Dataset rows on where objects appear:
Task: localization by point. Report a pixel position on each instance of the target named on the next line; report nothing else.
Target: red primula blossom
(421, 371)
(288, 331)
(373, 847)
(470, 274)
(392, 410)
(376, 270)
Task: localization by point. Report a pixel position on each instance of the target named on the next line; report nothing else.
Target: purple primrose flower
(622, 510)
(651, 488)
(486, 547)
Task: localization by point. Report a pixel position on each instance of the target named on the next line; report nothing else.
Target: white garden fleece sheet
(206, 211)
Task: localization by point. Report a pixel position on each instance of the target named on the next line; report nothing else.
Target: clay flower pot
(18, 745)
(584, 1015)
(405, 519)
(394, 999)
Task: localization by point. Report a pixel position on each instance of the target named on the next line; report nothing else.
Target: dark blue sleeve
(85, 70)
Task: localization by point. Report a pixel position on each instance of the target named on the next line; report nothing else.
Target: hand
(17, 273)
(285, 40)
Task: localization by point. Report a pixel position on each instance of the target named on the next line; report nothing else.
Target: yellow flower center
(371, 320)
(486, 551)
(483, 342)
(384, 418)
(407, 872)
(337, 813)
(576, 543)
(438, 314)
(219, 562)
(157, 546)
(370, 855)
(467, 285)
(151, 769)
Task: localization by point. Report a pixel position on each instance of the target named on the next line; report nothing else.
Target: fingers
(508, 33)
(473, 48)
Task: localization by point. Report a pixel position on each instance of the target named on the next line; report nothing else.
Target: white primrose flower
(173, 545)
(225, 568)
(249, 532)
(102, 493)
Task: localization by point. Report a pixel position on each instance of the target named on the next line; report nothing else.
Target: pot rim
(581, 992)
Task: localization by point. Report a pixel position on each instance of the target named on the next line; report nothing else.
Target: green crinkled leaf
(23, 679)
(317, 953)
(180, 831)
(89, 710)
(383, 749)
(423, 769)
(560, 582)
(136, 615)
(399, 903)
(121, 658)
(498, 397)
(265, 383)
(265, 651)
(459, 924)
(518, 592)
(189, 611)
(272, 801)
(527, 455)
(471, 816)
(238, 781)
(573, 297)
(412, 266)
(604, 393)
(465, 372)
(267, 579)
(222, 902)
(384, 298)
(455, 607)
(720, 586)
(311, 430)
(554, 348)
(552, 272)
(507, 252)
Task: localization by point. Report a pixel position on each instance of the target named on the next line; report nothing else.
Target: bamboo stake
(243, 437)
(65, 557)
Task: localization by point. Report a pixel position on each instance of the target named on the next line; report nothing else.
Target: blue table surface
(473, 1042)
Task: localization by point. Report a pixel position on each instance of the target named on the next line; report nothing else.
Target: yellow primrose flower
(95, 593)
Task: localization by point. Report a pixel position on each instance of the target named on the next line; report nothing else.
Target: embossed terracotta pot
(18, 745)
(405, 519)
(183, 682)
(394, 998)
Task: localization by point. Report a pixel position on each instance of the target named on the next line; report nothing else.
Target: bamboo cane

Problem:
Pick out each line in the listing above that contains the word "primrose", matching case exactly, and copy those lines.

Answer in full:
Target: purple primrose flower
Target: white primrose flower
Target: yellow primrose flower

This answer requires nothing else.